DIRECTIONS:
Please rewrite the passage about the ideal woman between "Should she be" and "and a partner.", inclusive, renaming "housewife" to "homemaker".
**** PASSAGE
Should she be beautiful? Not necessarily. Pretty? Yes, rather. Good figure? Decidedly. Clever? H'm – yes. Cheerful? By all means. Punctual? Like a military man. Serious? Not too much. Frivolous? Yes, just a little. Of a scientific turn of mind? B-r-r-r! no; I should shudder at the idea of it. Of an artistic nature, then, with literary tastes? Yes, certainly. But, above all, a keen, sensible, tactful little woman who would make it the business of her life to study me, as I would make it the business of my life to study her; a woman who could be in turn, according to circumstances, a housewife, a counsellor, a 'pal,' a wife, a sweetheart, a nurse, a patient, the sunshine of my life, and always a confidante, a friend, and a partner.
In a little Normandy town I have a dear lady friend, Parisienne to the core, whom I have known and loved from childhood. She is not far from sixty, but, upon my word, I think she is still very beautiful. She was in succession a loving, devoted daughter, an excellent wife, and an adorable mother. She has now lost all she loved in the world, and she devotes her time cultivating a lovely garden of flowers and attending all the church services of the parish. A beggar never passes her without receiving a little contribution, and she helps many a poor family. In a word, the gay life of Paris is all forgotten, and you would imagine that my recluse friend was a hermit, a sort of lay nun, as it were.
********
**** MATERIAL PROVIDED
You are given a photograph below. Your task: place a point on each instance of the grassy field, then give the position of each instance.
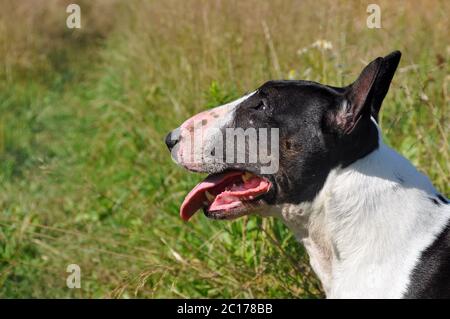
(84, 174)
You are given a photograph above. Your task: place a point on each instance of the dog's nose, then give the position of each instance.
(171, 140)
********
TASK RESULT:
Should she be beautiful? Not necessarily. Pretty? Yes, rather. Good figure? Decidedly. Clever? H'm – yes. Cheerful? By all means. Punctual? Like a military man. Serious? Not too much. Frivolous? Yes, just a little. Of a scientific turn of mind? B-r-r-r! no; I should shudder at the idea of it. Of an artistic nature, then, with literary tastes? Yes, certainly. But, above all, a keen, sensible, tactful little woman who would make it the business of her life to study me, as I would make it the business of my life to study her; a woman who could be in turn, according to circumstances, a homemaker, a counsellor, a 'pal,' a wife, a sweetheart, a nurse, a patient, the sunshine of my life, and always a confidante, a friend, and a partner.